───── DATA FOR THIS EXERCISE

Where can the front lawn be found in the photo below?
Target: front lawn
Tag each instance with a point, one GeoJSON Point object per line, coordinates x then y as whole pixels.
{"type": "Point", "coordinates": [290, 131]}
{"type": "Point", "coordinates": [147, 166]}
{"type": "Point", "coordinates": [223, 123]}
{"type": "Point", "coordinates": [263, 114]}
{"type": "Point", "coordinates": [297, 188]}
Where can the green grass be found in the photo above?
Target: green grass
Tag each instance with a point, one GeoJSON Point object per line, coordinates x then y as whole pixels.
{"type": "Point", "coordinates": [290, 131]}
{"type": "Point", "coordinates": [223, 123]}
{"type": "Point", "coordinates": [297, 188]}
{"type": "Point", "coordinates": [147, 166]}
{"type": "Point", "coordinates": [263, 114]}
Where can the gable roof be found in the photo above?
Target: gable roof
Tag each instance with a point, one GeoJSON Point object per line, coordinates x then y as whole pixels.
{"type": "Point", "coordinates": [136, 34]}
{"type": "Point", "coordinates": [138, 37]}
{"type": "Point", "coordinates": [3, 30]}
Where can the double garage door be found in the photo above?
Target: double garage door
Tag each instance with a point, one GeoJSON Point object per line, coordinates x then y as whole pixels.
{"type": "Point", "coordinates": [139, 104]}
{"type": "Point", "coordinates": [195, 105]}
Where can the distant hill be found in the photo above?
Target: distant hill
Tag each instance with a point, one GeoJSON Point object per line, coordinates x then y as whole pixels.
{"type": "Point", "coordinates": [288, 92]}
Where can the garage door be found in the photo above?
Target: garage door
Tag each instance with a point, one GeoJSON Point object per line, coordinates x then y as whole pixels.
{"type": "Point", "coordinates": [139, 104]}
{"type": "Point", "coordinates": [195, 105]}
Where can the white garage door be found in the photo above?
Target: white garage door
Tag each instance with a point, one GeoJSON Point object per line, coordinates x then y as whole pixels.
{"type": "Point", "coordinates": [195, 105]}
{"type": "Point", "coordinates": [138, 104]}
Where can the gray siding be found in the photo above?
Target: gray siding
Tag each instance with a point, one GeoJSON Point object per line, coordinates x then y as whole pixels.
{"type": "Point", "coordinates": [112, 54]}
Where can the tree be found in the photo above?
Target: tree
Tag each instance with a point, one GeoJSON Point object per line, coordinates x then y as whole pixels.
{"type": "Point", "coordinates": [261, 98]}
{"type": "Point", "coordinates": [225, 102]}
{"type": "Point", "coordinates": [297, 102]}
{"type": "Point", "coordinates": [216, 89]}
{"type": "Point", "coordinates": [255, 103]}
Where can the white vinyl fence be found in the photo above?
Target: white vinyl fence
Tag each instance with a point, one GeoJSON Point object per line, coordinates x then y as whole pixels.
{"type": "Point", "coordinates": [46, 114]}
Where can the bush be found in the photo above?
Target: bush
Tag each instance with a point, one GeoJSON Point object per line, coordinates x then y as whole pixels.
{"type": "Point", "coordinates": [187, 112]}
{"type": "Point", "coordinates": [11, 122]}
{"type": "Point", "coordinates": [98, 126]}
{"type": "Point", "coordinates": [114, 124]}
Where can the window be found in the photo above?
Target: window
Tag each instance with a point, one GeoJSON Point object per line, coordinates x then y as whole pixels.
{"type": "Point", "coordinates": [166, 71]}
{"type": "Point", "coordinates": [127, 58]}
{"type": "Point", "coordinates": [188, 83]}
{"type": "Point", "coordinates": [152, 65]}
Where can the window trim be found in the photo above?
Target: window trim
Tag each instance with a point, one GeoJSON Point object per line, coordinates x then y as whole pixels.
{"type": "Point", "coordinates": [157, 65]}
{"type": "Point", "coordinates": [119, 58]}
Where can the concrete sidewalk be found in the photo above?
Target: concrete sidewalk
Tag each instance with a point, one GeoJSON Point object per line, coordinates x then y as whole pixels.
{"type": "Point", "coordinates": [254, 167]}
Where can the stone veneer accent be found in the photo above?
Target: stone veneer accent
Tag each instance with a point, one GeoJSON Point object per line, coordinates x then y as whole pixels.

──────────

PROBLEM: Every entry should be printed again exactly as it stands.

THE OUTPUT:
Where can the front lawn be found in the photo below?
Target: front lawn
Tag each instance with a point, one GeoJSON Point object per line, coordinates x then y as whole pixels.
{"type": "Point", "coordinates": [290, 131]}
{"type": "Point", "coordinates": [147, 166]}
{"type": "Point", "coordinates": [223, 123]}
{"type": "Point", "coordinates": [263, 114]}
{"type": "Point", "coordinates": [297, 188]}
Where can the green grass be found in the photo above?
Target: green grass
Tag each instance with a point, one GeoJSON Point object per line, coordinates x then y as whole pixels.
{"type": "Point", "coordinates": [290, 131]}
{"type": "Point", "coordinates": [223, 123]}
{"type": "Point", "coordinates": [297, 188]}
{"type": "Point", "coordinates": [147, 166]}
{"type": "Point", "coordinates": [263, 114]}
Where can the gable roof be found in the photo above?
Target: gable roof
Tag each instance with a point, one GeoJSON Point object per line, coordinates x then y as whole pixels.
{"type": "Point", "coordinates": [136, 34]}
{"type": "Point", "coordinates": [138, 37]}
{"type": "Point", "coordinates": [3, 30]}
Where can the double garage door be found in the photo above?
Target: double garage door
Tag each instance with a point, one GeoJSON Point object per line, coordinates x then y as whole pixels.
{"type": "Point", "coordinates": [139, 104]}
{"type": "Point", "coordinates": [195, 105]}
Where can the distant hill be found in the photo above?
Target: distant hill
Tag each instance with a point, one GeoJSON Point object per line, coordinates x then y as whole pixels.
{"type": "Point", "coordinates": [288, 92]}
Where can the garage door be found in the photo above?
Target: garage door
Tag each instance with a point, one GeoJSON Point object per line, coordinates x then y as whole pixels.
{"type": "Point", "coordinates": [139, 104]}
{"type": "Point", "coordinates": [195, 105]}
Where can the white garage door be found in the photo above?
Target: white garage door
Tag each instance with a point, one GeoJSON Point object per line, coordinates x then y as whole pixels.
{"type": "Point", "coordinates": [195, 105]}
{"type": "Point", "coordinates": [138, 104]}
Where can the gray siding be found in the photo above?
Target: gray siding
Tag each instance with a point, one GeoJSON Point object per line, coordinates x then y as whole pixels.
{"type": "Point", "coordinates": [112, 54]}
Where can the tree be found in the photo above?
Target: tree
Tag each instance with a point, one GeoJSON Point object per line, coordinates x then y as whole pixels.
{"type": "Point", "coordinates": [261, 98]}
{"type": "Point", "coordinates": [225, 102]}
{"type": "Point", "coordinates": [297, 102]}
{"type": "Point", "coordinates": [216, 89]}
{"type": "Point", "coordinates": [255, 103]}
Where can the white vinyl fence be found in the photo above?
Target: white vinyl fence
Tag each instance with a point, one GeoJSON Point object per line, coordinates x then y as whole pixels.
{"type": "Point", "coordinates": [46, 114]}
Where can the bush be found in the photo above?
Target: bush
Tag each instance with a point, one GeoJSON Point object per line, coordinates x then y as whole pixels.
{"type": "Point", "coordinates": [187, 112]}
{"type": "Point", "coordinates": [11, 122]}
{"type": "Point", "coordinates": [98, 126]}
{"type": "Point", "coordinates": [114, 124]}
Where can the window be found in the photo above?
Target: window
Tag each instance with a point, one GeoJSON Point object per line, coordinates x then y as whole pixels.
{"type": "Point", "coordinates": [166, 71]}
{"type": "Point", "coordinates": [127, 58]}
{"type": "Point", "coordinates": [188, 83]}
{"type": "Point", "coordinates": [152, 65]}
Where can the window trim be found in the photo above?
Target: window trim
Tag each instance with a point, one GeoJSON Point object per line, coordinates x then y as whole pixels.
{"type": "Point", "coordinates": [157, 65]}
{"type": "Point", "coordinates": [119, 58]}
Where can the concrete sidewalk be found in the photo above?
Target: concrete sidewalk
Tag each instance with a point, one GeoJSON Point object per line, coordinates x then y as whole pixels.
{"type": "Point", "coordinates": [254, 167]}
Where can the stone veneer accent be found in the photo above?
Target: stone veneer accent
Tag each instance with a point, one GeoJSON Point object per line, coordinates x then y as whole pixels.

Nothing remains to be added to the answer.